Quoted text ->
►
The description of the human-use requirements for markup languages focuses on readability. You might argue that people write or enter marked up documents, and only read some rendering, formatting or display form of them — that they don't read the markup.

But writing is very much a complementary activity to reading. We read as we write. Readability is a very important requirement of any writing system. One can enter data, or write using a system that's data entry oriented, and which makes data hard to read, but you're back in the land of encoding rather than writing — focusing on each individual piece of data, and not looking at overall patterns.

Comparing and Contrasting Computer-Use and Human-Use Markup Languages

The human and computer requirements for markup languages differ in many ways, but are also similar in many ways.

The Differences

The computer-use requirements and human-use requirements described above are quite different from each other, and actually conflict in a number of aspects:

  • Computers most easily recognize data and markup when examining data on a byte-by-byte basis — humans most easily recognize data in context.
  • Computer processing is impeded by extraneous filler (white space) and redundancy — human reading is often helped by extraneous filler and redundancy.
  • Computers most easily process "binary" encoded data — humans "clear text".
  • Only the uniqueness of codes and markup matters to a computer — for a human other design criteria are also important.

Based on these differences it's easy to see that one might want quite different markup languages for computer use and for human use.

However, if the markup language designs get close enough both for the computer-use and the human-use ones, then it's probably a good idea to go back to a single design for both. Generally speaking, when there's a human vs. computer disagreement as to preferences, computers can conform to the constraints of human-use markup much more easily than vice-versa — and compromises can made that way.

What They Have In Common

Appearances notwithstanding, computer use and human use of markup languages have a lot in common:

  • They both abhor ambiguity.
  • They both have little use for arbitrary variation in a markup language — difference for differences sake.
  • "Clear text" encoding (using readable characters rather than binary numbers) is acceptable to both: usable by computers, necessary for humans.
  • Both computers and humans prefer to communicate using serialized data (words following words) to non-serialized data.

The Role of Schema

Schema, be they DTDs, XML Schema or some other form, have somewhat different roles and statuses when used with computer-use and human-use markup languages.
◄
Aim A -> In the text on markup languages, what kind of encoding is acceptable to both computers and humans?
Aim B -> Quote the text on markup languages from "However, if the" up to and including "for differences sake.".
The entries that come after this text are from a separate source.

Supplied information ->
►
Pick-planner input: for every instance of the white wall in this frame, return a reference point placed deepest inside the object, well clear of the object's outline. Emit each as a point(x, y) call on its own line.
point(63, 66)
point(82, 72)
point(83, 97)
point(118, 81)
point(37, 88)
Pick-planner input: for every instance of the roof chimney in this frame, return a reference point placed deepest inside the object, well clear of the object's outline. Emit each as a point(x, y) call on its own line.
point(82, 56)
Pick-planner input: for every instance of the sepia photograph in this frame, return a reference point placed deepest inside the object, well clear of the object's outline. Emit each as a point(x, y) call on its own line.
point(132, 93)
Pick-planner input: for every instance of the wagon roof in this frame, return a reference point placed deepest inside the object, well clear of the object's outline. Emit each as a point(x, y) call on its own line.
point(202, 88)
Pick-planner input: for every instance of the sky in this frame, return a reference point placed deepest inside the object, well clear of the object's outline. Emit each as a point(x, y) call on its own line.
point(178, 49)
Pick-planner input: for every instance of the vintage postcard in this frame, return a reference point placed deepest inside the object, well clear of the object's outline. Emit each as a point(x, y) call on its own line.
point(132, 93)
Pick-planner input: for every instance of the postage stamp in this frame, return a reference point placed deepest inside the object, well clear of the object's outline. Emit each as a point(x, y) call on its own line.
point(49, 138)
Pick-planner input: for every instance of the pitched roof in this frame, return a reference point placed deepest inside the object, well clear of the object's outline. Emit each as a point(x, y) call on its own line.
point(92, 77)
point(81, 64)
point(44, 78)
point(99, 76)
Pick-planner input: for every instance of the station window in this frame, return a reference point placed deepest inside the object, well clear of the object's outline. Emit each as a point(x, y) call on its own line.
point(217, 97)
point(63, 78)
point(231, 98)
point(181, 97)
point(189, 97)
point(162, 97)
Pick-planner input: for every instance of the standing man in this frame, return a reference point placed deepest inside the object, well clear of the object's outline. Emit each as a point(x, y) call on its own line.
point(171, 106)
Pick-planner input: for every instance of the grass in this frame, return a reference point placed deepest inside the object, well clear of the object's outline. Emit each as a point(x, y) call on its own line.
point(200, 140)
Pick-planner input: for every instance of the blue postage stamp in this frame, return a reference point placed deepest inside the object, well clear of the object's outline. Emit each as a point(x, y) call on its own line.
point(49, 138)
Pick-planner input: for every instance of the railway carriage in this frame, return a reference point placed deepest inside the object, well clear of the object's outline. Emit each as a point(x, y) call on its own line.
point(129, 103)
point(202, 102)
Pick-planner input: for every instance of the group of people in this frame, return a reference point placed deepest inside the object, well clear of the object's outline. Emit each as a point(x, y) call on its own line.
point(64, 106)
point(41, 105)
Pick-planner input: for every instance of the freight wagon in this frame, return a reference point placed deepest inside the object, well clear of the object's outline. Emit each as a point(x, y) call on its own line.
◄
Written reply A -> "Clear text" encoding, which uses readable characters rather than binary numbers.

Written reply B ->
However, if the markup language designs get close enough both for the computer-use and the human-use ones, then it's probably a good idea to go back to a single design for both. Generally speaking, when there's a human vs. computer disagreement as to preferences, computers can conform to the constraints of human-use markup much more easily than vice-versa — and compromises can made that way.

What They Have In Common

Appearances notwithstanding, computer use and human use of markup languages have a lot in common:

  • They both abhor ambiguity.
  • They both have little use for arbitrary variation in a markup language — difference for differences sake.